Text block:
┌────────
He added that a pack of wild dogs also speeds up joggers but that the dogs
mostly get food by catching fish in the sea. (I’m not sure I trust military
intelligence on that one.)
After 9/11, the focus of America’s response to terrorism has been mostly on
using military force to destroy possible threats in places like Iraq and
intimidate just about everyone. The ethos was borrowed from the ancient Romans:
“Oderint, dum metuant” — “Let them hate, so long as they fear.”
Yet all in all, that strategy has backfired catastrophically, particularly
in Iraq, and turned us into Al Qaeda’s best recruiter.
So that’s why the softer touch in Centcom’s strategy here is so welcome. It
aims to help bring stability to northeastern Africa and to address humanitarian
needs — knowing that humanitarian involvement will make us safer as
well.
“The U.S. started to realize that there’s more to counterterrorism than
capture-kill kinetics,” said Capt. Patrick Myers of the Navy, director of plans
and policy here. “Our mission is 95 percent at least civil affairs. ... It’s
trying to get at the root causes of why people want to take on the
U.S.”
One humanitarian mission for which the U.S. military is superbly prepared
is responding to natural disasters. While the U.S. has spent vast sums
broadcasting propaganda to the Muslim world, the two most successful efforts at
winning good will both involved the military. One was the dispatch of soldiers
to help Indonesia after the 2004 tsunami, and the other was the use of U.S.
forces to help Pakistan after the Kashmir earthquake.
The 1,800 troops here do serve a traditional military purpose, for the base
was used to support operations against terrorists in Somalia recently and is
available to reach Sudan, Yemen or other hot spots. But the forces here spend
much of their time drilling wells or building hospitals; they rushed to respond
when a building collapsed in Kenya and when a passenger ferry capsized in
Djibouti.
└────────
Explore the material:
1 - Write out the stretch of the passage on U.S. counterterrorism strategy from "He added that" through "on that one.)", word for word.
2 - Write what comes next in the passage on U.S. counterterrorism strategy, picking up after its final sentence.

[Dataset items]
┌────────
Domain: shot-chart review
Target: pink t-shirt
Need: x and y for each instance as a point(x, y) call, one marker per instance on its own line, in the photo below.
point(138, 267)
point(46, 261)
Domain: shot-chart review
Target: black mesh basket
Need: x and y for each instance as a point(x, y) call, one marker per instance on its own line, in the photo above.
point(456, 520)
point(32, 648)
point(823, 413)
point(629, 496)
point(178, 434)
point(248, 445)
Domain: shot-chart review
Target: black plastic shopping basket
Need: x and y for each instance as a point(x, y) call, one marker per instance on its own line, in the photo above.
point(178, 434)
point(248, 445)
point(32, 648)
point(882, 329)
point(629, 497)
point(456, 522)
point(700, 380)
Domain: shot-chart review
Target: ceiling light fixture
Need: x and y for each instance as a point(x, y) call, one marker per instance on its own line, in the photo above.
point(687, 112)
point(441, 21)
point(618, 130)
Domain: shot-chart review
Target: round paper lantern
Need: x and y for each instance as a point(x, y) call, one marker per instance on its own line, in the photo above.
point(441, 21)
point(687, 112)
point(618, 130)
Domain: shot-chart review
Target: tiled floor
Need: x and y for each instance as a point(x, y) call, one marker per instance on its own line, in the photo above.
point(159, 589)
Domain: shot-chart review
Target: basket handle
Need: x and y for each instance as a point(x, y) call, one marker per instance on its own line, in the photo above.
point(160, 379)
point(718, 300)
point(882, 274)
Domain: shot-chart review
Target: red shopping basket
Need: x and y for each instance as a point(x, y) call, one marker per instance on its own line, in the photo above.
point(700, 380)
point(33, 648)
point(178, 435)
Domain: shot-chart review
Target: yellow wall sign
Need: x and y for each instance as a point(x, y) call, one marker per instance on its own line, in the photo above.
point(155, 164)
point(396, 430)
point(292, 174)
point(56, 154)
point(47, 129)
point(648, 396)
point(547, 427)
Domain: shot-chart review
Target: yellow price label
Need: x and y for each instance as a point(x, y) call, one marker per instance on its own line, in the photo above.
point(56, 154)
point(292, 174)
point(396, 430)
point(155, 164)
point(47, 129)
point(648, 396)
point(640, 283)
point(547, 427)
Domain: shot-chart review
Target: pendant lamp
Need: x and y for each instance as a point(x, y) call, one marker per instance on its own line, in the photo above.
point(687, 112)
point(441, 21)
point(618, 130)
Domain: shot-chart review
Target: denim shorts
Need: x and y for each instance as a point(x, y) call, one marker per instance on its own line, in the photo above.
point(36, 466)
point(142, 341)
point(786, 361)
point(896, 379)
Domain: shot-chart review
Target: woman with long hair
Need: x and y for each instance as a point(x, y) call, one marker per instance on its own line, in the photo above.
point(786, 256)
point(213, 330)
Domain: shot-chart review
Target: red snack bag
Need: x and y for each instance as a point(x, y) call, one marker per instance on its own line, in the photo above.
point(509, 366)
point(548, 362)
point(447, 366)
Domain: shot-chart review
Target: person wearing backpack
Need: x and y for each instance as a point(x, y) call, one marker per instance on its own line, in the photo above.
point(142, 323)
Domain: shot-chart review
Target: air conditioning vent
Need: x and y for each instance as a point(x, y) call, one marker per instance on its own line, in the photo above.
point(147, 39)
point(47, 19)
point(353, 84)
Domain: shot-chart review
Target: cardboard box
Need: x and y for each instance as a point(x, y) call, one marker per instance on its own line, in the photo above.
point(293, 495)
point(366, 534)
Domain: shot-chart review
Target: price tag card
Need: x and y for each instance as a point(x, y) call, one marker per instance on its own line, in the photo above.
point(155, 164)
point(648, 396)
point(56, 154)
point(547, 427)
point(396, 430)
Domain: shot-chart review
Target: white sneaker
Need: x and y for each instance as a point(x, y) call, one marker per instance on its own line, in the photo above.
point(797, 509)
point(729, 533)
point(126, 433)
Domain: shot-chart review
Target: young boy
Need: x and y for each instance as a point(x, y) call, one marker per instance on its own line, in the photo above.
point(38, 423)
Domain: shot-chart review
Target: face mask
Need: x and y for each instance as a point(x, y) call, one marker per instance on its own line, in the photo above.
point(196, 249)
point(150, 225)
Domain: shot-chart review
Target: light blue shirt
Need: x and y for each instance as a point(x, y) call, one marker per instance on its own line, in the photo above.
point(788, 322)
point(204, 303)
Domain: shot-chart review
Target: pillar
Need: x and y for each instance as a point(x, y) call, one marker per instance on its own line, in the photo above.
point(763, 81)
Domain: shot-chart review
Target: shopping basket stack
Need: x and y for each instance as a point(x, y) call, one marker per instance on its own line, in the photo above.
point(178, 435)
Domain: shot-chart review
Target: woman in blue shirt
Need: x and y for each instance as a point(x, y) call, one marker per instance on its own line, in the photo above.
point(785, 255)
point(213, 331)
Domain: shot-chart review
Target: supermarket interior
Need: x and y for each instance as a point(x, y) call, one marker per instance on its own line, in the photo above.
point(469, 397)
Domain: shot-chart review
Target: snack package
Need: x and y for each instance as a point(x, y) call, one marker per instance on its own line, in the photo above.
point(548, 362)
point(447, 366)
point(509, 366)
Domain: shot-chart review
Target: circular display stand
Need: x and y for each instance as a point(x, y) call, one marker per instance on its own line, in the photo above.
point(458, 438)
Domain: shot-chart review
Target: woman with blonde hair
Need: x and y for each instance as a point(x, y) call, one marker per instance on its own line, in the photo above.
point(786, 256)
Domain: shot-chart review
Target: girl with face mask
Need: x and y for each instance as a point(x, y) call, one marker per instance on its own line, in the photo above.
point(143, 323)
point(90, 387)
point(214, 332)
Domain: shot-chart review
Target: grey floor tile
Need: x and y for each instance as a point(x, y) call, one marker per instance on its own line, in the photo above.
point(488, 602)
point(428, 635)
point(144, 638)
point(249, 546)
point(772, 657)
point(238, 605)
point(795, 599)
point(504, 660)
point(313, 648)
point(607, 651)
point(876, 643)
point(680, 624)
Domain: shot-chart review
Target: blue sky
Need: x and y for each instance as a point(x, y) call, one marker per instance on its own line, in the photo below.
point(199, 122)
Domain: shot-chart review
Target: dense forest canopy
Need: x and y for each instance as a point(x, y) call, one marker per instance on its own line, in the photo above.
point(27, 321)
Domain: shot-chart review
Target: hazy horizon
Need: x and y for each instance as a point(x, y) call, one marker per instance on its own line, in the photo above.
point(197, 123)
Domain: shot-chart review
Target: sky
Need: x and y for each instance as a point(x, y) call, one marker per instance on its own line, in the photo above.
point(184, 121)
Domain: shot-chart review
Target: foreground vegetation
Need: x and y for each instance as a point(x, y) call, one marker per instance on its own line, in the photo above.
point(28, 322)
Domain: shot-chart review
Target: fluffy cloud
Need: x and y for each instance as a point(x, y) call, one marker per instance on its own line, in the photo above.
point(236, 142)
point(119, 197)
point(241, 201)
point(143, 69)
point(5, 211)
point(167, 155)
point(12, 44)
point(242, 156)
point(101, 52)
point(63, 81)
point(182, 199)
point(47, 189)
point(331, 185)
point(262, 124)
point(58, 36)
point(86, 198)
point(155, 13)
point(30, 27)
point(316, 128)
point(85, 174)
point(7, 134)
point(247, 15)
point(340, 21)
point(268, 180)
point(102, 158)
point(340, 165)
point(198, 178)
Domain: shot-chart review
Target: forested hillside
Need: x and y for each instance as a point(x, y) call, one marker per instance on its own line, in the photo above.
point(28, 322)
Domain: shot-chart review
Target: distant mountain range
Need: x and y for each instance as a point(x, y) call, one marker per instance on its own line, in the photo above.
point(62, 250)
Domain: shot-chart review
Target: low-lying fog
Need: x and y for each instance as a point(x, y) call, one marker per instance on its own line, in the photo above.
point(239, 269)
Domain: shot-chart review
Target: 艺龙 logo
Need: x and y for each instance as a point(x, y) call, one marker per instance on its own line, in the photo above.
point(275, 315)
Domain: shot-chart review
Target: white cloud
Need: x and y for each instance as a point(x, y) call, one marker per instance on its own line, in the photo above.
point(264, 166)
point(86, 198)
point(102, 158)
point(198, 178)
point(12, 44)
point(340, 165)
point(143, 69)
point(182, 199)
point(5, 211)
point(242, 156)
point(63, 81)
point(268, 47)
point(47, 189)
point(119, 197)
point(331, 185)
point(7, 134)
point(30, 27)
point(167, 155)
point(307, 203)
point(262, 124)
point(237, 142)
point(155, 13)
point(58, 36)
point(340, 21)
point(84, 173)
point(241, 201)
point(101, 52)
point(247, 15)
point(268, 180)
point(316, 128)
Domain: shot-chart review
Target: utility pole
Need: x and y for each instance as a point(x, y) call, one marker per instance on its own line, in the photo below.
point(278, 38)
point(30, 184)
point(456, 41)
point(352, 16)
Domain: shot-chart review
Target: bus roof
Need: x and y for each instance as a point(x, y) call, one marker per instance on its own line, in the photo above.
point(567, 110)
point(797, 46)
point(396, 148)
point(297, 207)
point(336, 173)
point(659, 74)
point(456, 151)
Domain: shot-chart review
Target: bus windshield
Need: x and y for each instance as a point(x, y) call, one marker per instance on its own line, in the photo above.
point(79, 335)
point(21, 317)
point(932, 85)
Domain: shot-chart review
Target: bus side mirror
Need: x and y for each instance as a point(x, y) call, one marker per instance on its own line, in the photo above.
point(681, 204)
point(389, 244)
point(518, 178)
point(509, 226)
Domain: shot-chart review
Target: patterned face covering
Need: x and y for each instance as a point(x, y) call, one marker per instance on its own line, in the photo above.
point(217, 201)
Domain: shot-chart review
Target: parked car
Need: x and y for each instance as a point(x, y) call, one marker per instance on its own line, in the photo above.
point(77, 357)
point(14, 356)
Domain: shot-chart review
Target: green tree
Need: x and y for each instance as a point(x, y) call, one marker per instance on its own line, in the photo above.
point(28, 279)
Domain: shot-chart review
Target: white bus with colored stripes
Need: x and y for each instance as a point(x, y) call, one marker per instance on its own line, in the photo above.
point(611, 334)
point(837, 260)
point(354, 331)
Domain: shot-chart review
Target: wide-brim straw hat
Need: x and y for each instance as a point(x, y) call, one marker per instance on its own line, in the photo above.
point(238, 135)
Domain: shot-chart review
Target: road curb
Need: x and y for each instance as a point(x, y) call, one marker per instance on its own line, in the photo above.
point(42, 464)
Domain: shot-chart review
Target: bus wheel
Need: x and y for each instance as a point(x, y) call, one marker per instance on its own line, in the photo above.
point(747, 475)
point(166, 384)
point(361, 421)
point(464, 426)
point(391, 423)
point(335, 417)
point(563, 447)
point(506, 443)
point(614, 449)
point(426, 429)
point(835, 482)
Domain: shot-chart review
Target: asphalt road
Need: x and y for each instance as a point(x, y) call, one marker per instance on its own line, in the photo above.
└────────
Responses by item number:
1 -
He added that a pack of wild dogs also speeds up joggers but that the dogs
mostly get food by catching fish in the sea. (I’m not sure I trust military
intelligence on that one.)

2 -
Rear Adm. James Hart, commander of the task force at Camp Lemonier,
suggested that if people in nearby countries feel they have opportunities to
improve their lives, then “the chance of extremism being welcomed greatly, if
not completely, diminishes.”
The U.S. announced last month that it would form a new Africa Command,
aimed partly at blocking the rise of ungoverned spaces that nurture terrorism.
The new command offers tremendous humanitarian potential as well, for in some
poor countries the most useful “aid workers” are the ones in camouflage carrying
guns.
In the Central African Republic in September I visited a town with a lovely
new hospital built as a foreign aid project. But the hospital was an empty
shell, gutted by militias rampaging through the area. In places like that,
there’s no point in building schools or clinics unless you also help with
security.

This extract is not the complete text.